| Try it |
Nothing but the lines from the one containing "bouquet shown in this photo." through the end of the material should be restated, and each exactly.

| Given data |
==============================

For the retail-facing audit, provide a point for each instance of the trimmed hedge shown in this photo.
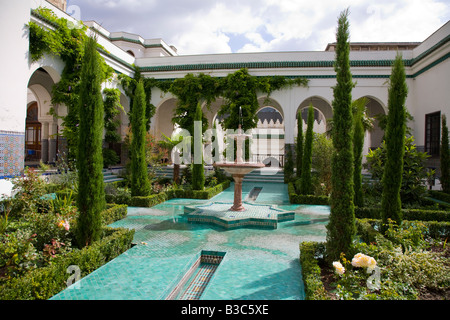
(439, 195)
(309, 253)
(436, 229)
(408, 214)
(43, 283)
(305, 199)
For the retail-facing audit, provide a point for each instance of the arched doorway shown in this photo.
(269, 135)
(33, 135)
(322, 112)
(41, 120)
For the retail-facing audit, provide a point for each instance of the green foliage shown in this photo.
(112, 109)
(306, 184)
(129, 85)
(322, 152)
(240, 96)
(413, 170)
(140, 185)
(17, 252)
(395, 140)
(309, 256)
(192, 90)
(341, 227)
(91, 196)
(445, 157)
(68, 44)
(299, 144)
(28, 194)
(198, 170)
(43, 283)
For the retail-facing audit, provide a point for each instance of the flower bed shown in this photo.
(406, 263)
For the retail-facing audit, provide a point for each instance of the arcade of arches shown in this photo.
(43, 141)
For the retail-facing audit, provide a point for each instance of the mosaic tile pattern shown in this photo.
(255, 215)
(12, 146)
(200, 281)
(259, 264)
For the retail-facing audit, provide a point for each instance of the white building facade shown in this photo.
(28, 133)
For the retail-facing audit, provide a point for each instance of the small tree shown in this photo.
(140, 185)
(395, 143)
(445, 157)
(91, 192)
(305, 184)
(341, 227)
(198, 170)
(299, 144)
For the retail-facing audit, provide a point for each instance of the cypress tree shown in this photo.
(358, 144)
(445, 157)
(299, 145)
(341, 226)
(395, 143)
(91, 192)
(306, 185)
(198, 171)
(140, 185)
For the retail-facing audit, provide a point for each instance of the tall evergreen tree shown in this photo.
(445, 157)
(91, 192)
(341, 227)
(306, 185)
(140, 185)
(299, 145)
(359, 107)
(198, 171)
(395, 143)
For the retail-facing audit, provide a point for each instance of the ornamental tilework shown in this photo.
(12, 146)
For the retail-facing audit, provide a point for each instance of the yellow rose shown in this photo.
(339, 267)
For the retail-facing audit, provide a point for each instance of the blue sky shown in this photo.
(225, 26)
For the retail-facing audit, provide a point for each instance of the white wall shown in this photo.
(14, 15)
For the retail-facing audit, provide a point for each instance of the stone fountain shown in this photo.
(255, 215)
(238, 169)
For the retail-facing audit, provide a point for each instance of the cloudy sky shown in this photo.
(225, 26)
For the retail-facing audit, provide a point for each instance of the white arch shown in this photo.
(44, 100)
(53, 65)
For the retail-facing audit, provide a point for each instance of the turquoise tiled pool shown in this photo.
(259, 264)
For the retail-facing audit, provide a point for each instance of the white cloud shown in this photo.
(223, 26)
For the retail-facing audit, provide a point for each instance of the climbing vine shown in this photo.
(239, 88)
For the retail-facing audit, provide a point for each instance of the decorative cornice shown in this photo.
(274, 64)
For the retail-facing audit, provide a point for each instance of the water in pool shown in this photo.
(259, 264)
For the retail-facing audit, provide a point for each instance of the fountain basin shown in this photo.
(256, 215)
(239, 168)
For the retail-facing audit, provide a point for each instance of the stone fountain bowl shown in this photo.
(239, 168)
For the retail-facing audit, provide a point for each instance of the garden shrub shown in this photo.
(114, 213)
(314, 289)
(43, 283)
(440, 195)
(295, 198)
(408, 214)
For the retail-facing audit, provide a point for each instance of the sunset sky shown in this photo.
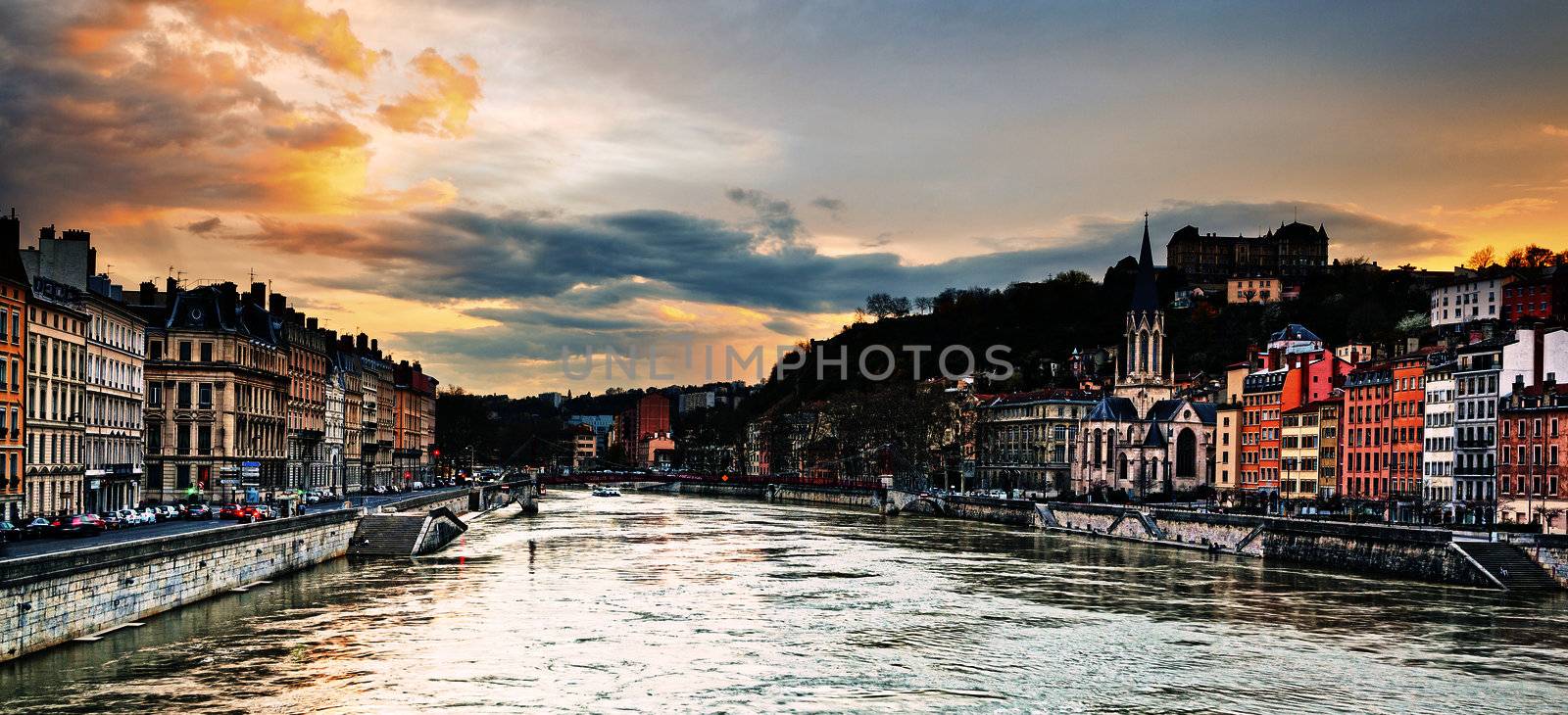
(482, 182)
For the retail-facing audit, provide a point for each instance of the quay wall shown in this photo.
(825, 495)
(54, 597)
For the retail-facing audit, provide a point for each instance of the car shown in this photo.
(80, 526)
(39, 527)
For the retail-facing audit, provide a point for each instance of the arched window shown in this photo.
(1186, 453)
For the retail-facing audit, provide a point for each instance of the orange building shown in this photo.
(13, 369)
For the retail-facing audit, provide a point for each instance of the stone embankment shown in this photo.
(1408, 552)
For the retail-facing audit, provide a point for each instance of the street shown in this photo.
(31, 548)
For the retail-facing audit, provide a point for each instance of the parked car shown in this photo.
(39, 527)
(80, 526)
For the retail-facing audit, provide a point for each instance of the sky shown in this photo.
(483, 184)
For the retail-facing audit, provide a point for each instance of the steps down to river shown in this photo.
(1509, 565)
(405, 535)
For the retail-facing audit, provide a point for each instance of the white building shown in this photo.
(117, 353)
(1437, 433)
(1468, 298)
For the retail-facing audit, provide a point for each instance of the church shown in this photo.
(1141, 438)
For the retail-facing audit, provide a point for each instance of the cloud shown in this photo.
(204, 226)
(776, 223)
(835, 208)
(443, 104)
(880, 240)
(1501, 209)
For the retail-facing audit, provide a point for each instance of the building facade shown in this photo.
(217, 393)
(115, 399)
(13, 372)
(1024, 441)
(1533, 440)
(1142, 440)
(1206, 259)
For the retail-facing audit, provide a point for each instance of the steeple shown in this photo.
(1144, 294)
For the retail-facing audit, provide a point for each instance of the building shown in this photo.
(642, 424)
(1142, 440)
(376, 416)
(1251, 289)
(1476, 385)
(415, 433)
(1296, 369)
(585, 448)
(1541, 297)
(217, 394)
(1023, 441)
(1533, 440)
(1437, 435)
(1206, 259)
(1470, 297)
(115, 397)
(306, 347)
(13, 370)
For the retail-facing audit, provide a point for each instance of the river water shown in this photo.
(676, 604)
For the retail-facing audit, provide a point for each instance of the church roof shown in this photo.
(1113, 408)
(1144, 294)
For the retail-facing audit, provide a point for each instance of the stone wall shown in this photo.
(992, 510)
(1546, 549)
(1424, 553)
(825, 495)
(55, 597)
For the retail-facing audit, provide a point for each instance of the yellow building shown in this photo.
(1251, 290)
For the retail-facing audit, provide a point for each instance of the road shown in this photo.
(31, 548)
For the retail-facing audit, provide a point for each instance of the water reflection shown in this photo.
(655, 602)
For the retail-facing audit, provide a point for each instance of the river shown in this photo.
(668, 604)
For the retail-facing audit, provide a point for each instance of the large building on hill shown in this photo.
(1144, 440)
(1209, 259)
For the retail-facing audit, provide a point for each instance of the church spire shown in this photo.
(1144, 294)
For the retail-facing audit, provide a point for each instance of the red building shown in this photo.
(645, 422)
(1533, 440)
(1541, 298)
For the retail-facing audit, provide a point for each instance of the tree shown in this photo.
(1531, 256)
(1482, 258)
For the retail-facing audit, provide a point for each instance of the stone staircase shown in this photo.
(1509, 565)
(388, 535)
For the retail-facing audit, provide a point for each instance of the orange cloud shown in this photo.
(441, 107)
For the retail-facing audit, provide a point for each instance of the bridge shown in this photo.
(613, 477)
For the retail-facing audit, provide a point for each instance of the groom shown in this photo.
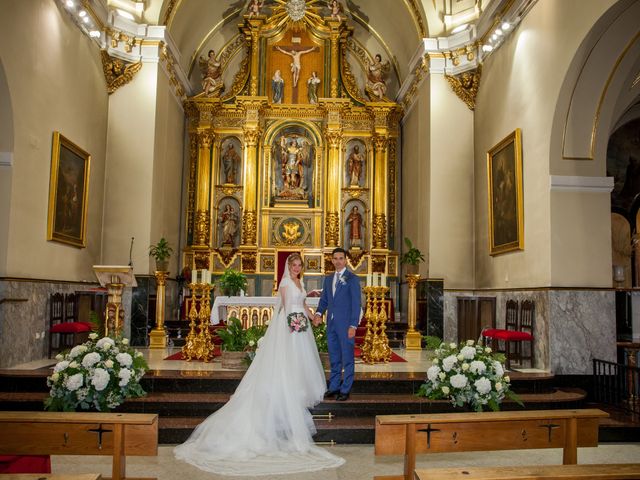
(341, 299)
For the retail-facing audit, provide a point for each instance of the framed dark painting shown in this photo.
(506, 222)
(68, 192)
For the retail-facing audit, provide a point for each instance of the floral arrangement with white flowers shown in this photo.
(469, 373)
(98, 374)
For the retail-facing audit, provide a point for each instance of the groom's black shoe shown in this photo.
(331, 393)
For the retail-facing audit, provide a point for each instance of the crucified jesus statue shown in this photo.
(295, 61)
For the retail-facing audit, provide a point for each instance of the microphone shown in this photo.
(131, 250)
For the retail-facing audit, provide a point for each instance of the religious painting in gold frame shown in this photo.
(506, 222)
(68, 192)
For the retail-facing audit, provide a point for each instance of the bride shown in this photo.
(266, 428)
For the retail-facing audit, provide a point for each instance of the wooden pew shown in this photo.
(464, 432)
(80, 433)
(539, 472)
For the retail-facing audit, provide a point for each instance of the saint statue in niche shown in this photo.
(292, 154)
(355, 164)
(277, 87)
(354, 220)
(229, 221)
(312, 87)
(212, 85)
(230, 161)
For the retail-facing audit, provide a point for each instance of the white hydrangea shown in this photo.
(77, 350)
(458, 381)
(100, 379)
(449, 362)
(124, 359)
(74, 382)
(477, 367)
(468, 352)
(483, 385)
(125, 376)
(432, 372)
(90, 359)
(105, 343)
(60, 366)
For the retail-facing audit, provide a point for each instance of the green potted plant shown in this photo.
(232, 282)
(161, 251)
(320, 334)
(239, 345)
(412, 257)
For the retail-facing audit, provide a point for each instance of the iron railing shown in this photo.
(616, 384)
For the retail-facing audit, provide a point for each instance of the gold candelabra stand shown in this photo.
(375, 347)
(199, 343)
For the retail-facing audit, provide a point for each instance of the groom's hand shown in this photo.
(351, 332)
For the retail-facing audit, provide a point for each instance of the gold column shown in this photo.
(203, 214)
(413, 339)
(332, 219)
(158, 336)
(380, 193)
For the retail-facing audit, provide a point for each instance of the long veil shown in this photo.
(266, 428)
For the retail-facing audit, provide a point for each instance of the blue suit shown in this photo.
(343, 311)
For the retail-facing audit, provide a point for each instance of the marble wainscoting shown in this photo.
(571, 326)
(24, 325)
(582, 326)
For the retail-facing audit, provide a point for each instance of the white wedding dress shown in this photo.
(266, 428)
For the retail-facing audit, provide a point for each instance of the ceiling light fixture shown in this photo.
(124, 14)
(459, 28)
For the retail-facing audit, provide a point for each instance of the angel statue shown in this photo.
(376, 87)
(212, 85)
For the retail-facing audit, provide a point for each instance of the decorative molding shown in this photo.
(6, 159)
(466, 86)
(567, 183)
(116, 72)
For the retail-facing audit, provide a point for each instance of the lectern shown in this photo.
(114, 278)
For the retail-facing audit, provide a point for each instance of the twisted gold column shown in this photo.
(413, 339)
(375, 347)
(158, 336)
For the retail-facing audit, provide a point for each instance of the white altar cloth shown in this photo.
(218, 310)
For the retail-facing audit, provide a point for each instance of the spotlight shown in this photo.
(459, 28)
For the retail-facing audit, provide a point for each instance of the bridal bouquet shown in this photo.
(297, 322)
(99, 374)
(468, 373)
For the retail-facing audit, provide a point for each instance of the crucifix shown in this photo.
(295, 53)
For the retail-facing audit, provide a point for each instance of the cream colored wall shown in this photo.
(519, 89)
(415, 181)
(55, 80)
(129, 177)
(451, 200)
(167, 178)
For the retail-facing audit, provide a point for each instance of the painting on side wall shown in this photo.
(506, 222)
(68, 193)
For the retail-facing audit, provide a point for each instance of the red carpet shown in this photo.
(216, 352)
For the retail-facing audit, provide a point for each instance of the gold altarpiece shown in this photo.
(307, 167)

==============================

| Response area |
For the retail-facing audit, provide a point for each instance of the bridal bouquet shown in this photo.
(297, 322)
(99, 374)
(468, 373)
For the retail-facing audit, provide a point for each instance of the crucifix shown in this photo.
(295, 53)
For the retail-facing audit, provide a point for each instance of the cream colored wall shown in this photo.
(519, 89)
(415, 181)
(55, 80)
(129, 177)
(451, 200)
(167, 178)
For the retail-facing audit, provide a point for each instance of the painting on side wall shown in this photo.
(506, 222)
(68, 193)
For the retail-facing audit, provide a point for each instance of the red carpet shown in this photo.
(216, 352)
For the retail-facing audit, provide a point for each instance of the gold altarpiece shown in this photo.
(307, 167)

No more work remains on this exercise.